begin

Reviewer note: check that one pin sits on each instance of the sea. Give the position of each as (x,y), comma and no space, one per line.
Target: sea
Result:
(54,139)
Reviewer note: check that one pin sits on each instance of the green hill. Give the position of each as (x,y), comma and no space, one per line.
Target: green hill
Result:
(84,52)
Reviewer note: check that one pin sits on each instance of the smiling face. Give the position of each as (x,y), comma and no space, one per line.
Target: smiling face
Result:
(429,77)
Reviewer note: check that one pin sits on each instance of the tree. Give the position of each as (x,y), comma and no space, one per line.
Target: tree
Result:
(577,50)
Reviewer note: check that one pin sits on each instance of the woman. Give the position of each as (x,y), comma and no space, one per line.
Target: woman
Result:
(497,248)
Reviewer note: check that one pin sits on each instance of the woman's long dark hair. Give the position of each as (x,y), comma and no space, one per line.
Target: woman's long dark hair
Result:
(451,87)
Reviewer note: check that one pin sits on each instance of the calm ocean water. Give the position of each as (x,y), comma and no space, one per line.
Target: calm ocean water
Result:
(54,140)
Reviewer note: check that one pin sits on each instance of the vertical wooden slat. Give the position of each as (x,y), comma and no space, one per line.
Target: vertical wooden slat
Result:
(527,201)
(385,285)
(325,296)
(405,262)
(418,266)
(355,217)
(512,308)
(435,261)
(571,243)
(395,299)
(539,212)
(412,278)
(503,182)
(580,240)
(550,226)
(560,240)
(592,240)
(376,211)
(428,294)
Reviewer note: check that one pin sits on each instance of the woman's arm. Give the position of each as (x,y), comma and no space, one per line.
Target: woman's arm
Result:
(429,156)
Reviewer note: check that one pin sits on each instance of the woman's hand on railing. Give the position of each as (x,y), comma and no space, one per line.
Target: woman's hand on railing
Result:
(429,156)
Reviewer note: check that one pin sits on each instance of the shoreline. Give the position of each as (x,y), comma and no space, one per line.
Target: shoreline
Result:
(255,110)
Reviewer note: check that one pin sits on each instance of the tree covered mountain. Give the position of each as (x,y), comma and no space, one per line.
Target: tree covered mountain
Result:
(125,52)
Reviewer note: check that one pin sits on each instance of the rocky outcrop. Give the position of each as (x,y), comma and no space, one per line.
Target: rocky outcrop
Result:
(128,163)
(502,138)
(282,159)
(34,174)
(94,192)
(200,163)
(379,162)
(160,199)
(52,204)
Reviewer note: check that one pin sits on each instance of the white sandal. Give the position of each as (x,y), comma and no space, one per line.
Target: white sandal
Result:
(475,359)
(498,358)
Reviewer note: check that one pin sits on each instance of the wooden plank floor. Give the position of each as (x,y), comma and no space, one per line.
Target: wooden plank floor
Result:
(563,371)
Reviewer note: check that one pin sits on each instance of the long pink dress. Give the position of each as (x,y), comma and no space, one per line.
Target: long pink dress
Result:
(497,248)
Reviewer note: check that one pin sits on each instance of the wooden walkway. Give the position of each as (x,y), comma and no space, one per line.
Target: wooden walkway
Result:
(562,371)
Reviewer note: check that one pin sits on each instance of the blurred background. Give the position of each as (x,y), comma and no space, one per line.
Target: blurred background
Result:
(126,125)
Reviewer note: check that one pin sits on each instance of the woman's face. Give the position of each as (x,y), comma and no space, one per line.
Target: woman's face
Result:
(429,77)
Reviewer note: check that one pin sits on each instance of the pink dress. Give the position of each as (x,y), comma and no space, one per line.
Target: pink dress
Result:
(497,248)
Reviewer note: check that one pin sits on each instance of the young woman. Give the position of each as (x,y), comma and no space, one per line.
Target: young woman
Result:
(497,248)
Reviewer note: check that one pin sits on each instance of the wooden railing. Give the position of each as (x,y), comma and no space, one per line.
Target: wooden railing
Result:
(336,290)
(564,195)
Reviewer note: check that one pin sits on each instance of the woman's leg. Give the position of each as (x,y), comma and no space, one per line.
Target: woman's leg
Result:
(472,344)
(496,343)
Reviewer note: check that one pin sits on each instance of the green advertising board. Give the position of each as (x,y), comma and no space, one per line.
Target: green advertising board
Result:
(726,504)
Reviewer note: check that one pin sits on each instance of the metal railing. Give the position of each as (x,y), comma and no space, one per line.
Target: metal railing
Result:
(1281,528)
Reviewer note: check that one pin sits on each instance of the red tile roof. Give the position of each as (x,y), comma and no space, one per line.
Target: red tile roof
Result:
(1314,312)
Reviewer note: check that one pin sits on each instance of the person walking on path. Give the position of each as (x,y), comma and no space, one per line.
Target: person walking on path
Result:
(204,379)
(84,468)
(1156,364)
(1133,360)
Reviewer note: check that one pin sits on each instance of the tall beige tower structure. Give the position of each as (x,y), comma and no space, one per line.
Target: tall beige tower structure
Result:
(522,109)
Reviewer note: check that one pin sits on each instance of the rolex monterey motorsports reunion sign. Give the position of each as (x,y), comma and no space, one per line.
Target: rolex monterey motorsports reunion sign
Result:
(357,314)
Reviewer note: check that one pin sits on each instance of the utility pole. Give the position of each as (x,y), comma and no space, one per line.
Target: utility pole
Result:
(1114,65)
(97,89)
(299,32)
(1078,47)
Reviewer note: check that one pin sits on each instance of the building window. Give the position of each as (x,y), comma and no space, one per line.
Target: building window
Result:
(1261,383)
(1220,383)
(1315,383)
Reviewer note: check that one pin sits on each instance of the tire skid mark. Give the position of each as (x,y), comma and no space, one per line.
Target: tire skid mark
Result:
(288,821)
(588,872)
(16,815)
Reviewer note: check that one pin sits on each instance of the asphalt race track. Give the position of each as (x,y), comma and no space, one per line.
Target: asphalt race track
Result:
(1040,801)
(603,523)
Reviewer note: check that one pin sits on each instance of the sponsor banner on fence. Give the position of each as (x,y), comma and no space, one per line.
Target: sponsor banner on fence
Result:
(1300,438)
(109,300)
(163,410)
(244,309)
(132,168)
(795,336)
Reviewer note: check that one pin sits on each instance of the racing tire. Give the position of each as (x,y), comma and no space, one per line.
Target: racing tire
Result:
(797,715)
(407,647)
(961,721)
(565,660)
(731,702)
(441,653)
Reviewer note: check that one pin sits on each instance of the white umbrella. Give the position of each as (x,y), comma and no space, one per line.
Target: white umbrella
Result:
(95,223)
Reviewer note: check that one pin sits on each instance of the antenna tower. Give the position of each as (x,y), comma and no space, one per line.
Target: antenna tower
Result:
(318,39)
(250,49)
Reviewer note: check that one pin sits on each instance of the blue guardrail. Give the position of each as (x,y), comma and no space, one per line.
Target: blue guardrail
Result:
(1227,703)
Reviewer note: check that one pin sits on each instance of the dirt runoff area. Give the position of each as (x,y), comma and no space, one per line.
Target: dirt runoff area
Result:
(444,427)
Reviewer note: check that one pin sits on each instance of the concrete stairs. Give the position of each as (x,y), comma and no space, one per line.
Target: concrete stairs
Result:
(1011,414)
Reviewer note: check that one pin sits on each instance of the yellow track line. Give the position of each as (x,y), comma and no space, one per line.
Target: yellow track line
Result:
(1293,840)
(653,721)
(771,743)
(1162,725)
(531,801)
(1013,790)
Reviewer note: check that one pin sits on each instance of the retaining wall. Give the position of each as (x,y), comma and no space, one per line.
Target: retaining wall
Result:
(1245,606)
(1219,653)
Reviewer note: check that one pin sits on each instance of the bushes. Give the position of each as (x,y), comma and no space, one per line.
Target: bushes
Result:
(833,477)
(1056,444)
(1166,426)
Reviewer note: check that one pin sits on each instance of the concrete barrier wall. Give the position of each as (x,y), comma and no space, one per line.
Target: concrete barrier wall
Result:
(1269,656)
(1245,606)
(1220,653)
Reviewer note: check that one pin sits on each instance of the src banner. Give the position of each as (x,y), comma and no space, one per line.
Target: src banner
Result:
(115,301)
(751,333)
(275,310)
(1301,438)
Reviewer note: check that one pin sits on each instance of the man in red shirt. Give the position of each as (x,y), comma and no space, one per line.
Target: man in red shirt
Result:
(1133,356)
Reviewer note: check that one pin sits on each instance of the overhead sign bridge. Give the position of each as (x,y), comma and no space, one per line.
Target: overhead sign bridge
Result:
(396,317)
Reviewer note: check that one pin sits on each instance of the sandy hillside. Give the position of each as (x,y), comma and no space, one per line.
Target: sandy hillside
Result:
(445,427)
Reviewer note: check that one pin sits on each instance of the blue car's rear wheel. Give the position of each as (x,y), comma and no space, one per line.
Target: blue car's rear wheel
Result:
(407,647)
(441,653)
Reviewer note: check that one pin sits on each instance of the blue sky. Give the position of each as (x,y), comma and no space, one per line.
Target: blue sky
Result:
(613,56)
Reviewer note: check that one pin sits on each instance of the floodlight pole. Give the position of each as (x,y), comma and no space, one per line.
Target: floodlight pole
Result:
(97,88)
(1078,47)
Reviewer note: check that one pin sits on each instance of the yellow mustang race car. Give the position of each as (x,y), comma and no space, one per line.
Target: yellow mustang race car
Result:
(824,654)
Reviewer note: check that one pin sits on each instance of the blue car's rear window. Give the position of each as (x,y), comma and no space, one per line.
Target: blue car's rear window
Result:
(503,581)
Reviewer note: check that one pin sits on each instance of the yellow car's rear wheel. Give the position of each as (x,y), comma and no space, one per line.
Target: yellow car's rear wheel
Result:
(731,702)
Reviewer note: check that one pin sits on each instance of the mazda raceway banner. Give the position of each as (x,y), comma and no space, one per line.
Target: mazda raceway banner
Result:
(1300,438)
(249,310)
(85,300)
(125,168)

end

● **REQUIREMENT**:
Render everything from the line containing "car's rear window." down to the end of the data as a Markdown table with the columns Row and Line, numbering the rows and omitting any blank lines.

● **RESULT OF THE EXERCISE**:
| Row | Line |
|---|---|
| 1 | Reviewer note: check that one pin sits on each instance of the blue car's rear window. Give the position of each as (x,y), comma and no space, one per line. |
| 2 | Target: blue car's rear window |
| 3 | Result: |
| 4 | (503,581) |
| 5 | Reviewer note: check that one pin sits on each instance of the yellow car's rear wheel. Give the position of each as (x,y), comma and no space, one per line. |
| 6 | Target: yellow car's rear wheel |
| 7 | Result: |
| 8 | (731,702) |
| 9 | Reviewer note: check that one pin sits on each instance of the mazda raceway banner. Give the position of each as (x,y), comma and no space, one per line. |
| 10 | Target: mazda raceway banner |
| 11 | Result: |
| 12 | (1300,438) |
| 13 | (249,310) |
| 14 | (85,300) |
| 15 | (125,168) |